What to produce: Copy the data below word for word, keeping every line in its original order.

Input data:
================
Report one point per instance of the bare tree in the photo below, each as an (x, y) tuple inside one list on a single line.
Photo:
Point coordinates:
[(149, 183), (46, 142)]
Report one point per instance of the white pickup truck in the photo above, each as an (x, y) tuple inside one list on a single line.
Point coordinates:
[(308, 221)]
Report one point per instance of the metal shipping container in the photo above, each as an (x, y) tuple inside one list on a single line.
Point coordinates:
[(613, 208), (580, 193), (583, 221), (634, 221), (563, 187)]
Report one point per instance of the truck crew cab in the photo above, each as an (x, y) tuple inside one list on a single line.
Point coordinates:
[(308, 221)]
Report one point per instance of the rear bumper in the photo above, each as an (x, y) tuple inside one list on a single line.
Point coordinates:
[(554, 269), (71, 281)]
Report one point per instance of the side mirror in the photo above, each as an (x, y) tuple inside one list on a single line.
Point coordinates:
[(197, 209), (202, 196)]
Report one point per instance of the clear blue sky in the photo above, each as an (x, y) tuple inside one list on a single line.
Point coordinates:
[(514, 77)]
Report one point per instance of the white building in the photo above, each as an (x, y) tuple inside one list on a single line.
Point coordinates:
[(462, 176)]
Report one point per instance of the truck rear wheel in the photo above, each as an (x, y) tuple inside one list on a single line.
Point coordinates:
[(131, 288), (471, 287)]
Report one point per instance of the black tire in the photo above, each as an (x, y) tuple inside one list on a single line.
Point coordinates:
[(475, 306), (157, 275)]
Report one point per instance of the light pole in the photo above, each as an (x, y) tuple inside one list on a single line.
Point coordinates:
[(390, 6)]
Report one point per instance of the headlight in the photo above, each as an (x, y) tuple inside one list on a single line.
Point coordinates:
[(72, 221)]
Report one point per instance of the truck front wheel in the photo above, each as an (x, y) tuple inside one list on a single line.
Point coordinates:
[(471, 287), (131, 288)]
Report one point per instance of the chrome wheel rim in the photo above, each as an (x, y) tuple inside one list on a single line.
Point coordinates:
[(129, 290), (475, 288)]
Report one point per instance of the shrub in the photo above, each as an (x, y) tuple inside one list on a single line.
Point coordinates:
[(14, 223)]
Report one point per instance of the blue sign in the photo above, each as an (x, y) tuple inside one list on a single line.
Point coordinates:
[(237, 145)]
================
Finished answer:
Report one point per instance of the bare tree in the photo below, each as an (x, y) tuple inside one list on a single line.
Photo:
Point coordinates:
[(149, 183), (46, 142)]
Report one point per instance of the white pickup truck in the photo above, each as an (x, y) tuple inside one list on a single line.
Point coordinates:
[(308, 221)]
Report one point per instance of the metal shipping container in the photo above, each as an (x, y) tuple inside one list on a single line.
Point coordinates:
[(613, 208), (580, 193), (583, 221), (634, 221), (563, 187)]
Report one point per instance of the truck crew cab in the photo above, each as an (x, y) tuple inside one list on a single line.
Point coordinates:
[(308, 221)]
Report one point per instance of the rear bumper in the photo above, each as an (x, y) tuple inside one list on a single line.
Point coordinates:
[(554, 269), (71, 281)]
Report one point per instance of the side mirror in the photo above, each as an (x, y) tuple inside one list on a single line.
Point coordinates:
[(197, 209), (202, 196)]
Report one point per instance of the clear blue sky in the photo above, each as an (x, y) tuple inside one list on a single line.
Point coordinates:
[(514, 77)]
Report one point per instance of the white building in the photo above, each as an (x, y) tuple inside one list on a single line.
Point coordinates:
[(462, 176)]
Report one point per instance of the truck rear wheel in the photo above, each as an (x, y) tuple inside one list on a single line.
Point coordinates:
[(131, 288), (471, 287)]
Report one point per instance of the black tire in the photo above, each as an (x, y) tuple inside one list on a single line.
Point coordinates:
[(475, 306), (157, 275)]
Report one point per instance of the light pole in the photo above, each as an (x, y) tuple inside one list on a single line.
Point coordinates:
[(390, 6)]
Report one point per instance of the headlight in the photo above, each as an (x, y) tuple inside one list on a single line.
Point coordinates:
[(72, 221)]
Report one point per instance of the truck front wheel in the photo above, each as an (x, y) tuple inside one list on a single line.
Point coordinates:
[(471, 287), (131, 288)]
Report one point per instance of the chrome wheel rim in the photo above, each as an (x, y) tuple inside one list on a single line.
Point coordinates:
[(129, 290), (475, 288)]
Report one point per instance of the shrub in the photo above, each as an (x, y) tuple inside one list on a single line.
Point coordinates:
[(14, 223)]
Report one point per instance of the blue sign in the photo above, each as an (x, y) tuple inside one list on a single line.
Point coordinates:
[(237, 145)]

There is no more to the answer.